▸ **YOUR INSTRUCTIONS**:
Duplicate all of the following rows, keeping every line the same.

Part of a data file
_ _ _
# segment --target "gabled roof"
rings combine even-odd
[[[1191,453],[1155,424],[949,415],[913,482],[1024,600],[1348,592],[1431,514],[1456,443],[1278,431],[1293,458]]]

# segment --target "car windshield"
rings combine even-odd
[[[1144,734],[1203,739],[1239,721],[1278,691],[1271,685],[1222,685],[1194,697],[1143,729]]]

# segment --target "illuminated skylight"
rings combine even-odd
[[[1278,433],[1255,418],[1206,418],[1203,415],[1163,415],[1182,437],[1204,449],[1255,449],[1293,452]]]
_ _ _
▸ **RESULT**:
# segment --target "gabled roof"
rings combine even-odd
[[[1191,453],[1155,424],[949,415],[913,482],[1024,600],[1348,592],[1431,514],[1456,443],[1278,431],[1293,458]]]

# segment --target "car windshield"
rings combine even-odd
[[[1144,734],[1203,739],[1239,721],[1278,691],[1271,685],[1222,685],[1194,697],[1143,729]]]

# segment --target "illuminated skylight"
rings combine even-odd
[[[1278,433],[1255,418],[1206,418],[1203,415],[1163,415],[1182,437],[1204,449],[1255,449],[1293,452]]]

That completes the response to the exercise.